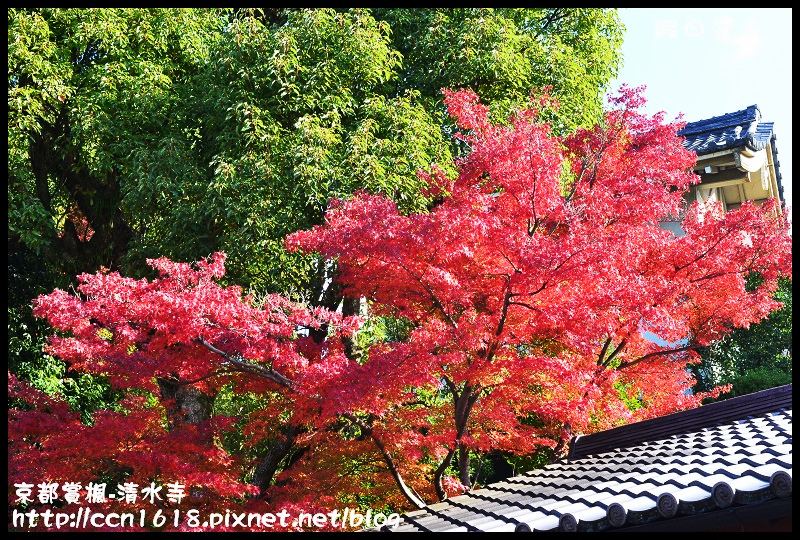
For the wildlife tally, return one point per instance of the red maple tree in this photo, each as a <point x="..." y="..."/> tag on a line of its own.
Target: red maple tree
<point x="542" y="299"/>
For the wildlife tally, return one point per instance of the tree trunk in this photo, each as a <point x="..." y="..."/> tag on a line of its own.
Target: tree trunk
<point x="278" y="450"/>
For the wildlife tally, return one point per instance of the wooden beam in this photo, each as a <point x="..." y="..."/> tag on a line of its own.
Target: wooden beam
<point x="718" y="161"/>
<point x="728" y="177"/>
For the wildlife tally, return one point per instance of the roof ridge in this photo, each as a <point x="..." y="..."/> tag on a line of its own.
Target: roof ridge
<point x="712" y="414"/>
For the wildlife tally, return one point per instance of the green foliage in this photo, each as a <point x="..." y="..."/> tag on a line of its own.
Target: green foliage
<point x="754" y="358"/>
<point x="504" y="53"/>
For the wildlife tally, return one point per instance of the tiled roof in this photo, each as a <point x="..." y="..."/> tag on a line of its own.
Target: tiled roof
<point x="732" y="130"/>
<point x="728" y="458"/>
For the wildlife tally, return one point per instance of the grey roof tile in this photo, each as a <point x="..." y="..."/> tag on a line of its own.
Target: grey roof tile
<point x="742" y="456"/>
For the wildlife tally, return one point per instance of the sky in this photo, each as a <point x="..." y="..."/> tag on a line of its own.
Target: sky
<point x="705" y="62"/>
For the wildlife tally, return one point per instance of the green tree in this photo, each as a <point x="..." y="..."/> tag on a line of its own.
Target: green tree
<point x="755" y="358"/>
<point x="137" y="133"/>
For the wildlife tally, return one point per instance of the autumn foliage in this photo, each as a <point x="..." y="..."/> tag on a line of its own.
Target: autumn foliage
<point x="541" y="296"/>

__________

__Problem requirements__: The answer should be exactly the lines from the one that contains "sky in this" through the end of the entries, both ends included, and nothing besides.

__Expected answer__:
For the wildlife tally, return one point per instance of the sky in this photo, each as a <point x="..." y="..."/> tag on a line of its own.
Target: sky
<point x="705" y="62"/>
For the wildlife tally, return one point per instance of the green tree in this photo, each as a <point x="..." y="..."/> tag on a line of its own.
Target: green tree
<point x="755" y="358"/>
<point x="137" y="133"/>
For the wildlife tally, return one point per instance of the autumn foliage in this photo, each as a <point x="..." y="..."/> tag on a line of its own.
Target: autumn foliage
<point x="541" y="296"/>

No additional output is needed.